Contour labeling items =

>>>>>

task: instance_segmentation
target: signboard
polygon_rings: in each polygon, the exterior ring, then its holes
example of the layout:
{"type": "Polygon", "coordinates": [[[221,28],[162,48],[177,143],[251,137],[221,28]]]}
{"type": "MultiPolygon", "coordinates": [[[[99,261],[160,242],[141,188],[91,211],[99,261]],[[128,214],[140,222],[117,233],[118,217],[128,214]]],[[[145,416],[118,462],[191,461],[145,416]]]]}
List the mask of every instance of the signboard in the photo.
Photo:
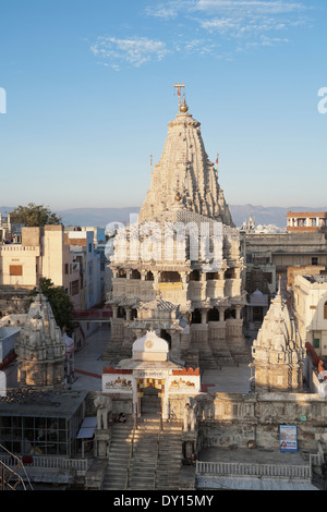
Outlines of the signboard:
{"type": "Polygon", "coordinates": [[[298,451],[298,427],[295,425],[279,425],[279,449],[281,452],[298,451]]]}

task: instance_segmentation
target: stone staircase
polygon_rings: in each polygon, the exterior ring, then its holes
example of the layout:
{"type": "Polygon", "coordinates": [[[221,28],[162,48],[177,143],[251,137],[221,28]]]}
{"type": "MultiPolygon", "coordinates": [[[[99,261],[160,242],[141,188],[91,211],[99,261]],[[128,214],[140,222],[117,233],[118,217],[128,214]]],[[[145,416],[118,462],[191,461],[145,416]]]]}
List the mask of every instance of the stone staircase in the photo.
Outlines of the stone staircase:
{"type": "Polygon", "coordinates": [[[159,438],[156,489],[179,489],[182,458],[182,423],[164,423],[159,438]]]}
{"type": "Polygon", "coordinates": [[[122,490],[126,488],[133,429],[133,422],[112,426],[108,465],[102,481],[104,490],[122,490]]]}
{"type": "Polygon", "coordinates": [[[182,423],[145,413],[134,434],[132,422],[113,425],[102,489],[178,489],[181,467],[182,423]]]}
{"type": "Polygon", "coordinates": [[[160,416],[144,414],[134,435],[128,489],[155,489],[160,416]]]}

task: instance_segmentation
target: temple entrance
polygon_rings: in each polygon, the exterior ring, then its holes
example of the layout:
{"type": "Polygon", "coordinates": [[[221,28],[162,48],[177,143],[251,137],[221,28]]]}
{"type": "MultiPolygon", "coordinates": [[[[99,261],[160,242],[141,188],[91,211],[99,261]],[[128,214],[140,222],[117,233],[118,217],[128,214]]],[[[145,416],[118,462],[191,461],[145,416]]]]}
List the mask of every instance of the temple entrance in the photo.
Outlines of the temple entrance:
{"type": "Polygon", "coordinates": [[[144,388],[143,397],[141,399],[141,413],[160,413],[161,412],[161,398],[159,397],[160,390],[156,388],[144,388]]]}

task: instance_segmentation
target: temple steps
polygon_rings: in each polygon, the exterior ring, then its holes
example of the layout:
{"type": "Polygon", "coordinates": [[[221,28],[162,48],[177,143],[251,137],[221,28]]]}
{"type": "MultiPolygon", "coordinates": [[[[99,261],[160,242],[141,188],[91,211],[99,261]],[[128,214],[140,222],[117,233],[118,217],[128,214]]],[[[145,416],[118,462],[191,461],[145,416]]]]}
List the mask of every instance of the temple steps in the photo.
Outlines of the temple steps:
{"type": "Polygon", "coordinates": [[[149,414],[140,419],[134,435],[128,489],[155,489],[159,431],[159,415],[149,414]]]}
{"type": "Polygon", "coordinates": [[[132,439],[132,422],[112,426],[108,465],[102,480],[104,490],[122,490],[126,488],[132,439]]]}

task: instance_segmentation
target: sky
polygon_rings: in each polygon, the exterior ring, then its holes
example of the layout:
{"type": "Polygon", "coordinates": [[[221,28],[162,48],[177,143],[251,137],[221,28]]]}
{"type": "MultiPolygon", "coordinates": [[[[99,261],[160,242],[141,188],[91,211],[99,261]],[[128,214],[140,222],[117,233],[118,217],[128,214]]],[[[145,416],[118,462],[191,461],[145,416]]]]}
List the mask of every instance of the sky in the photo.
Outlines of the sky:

<<<<<

Set problem = Please state how many lines in the rows above contain the word "every", giving only the number.

Result = 5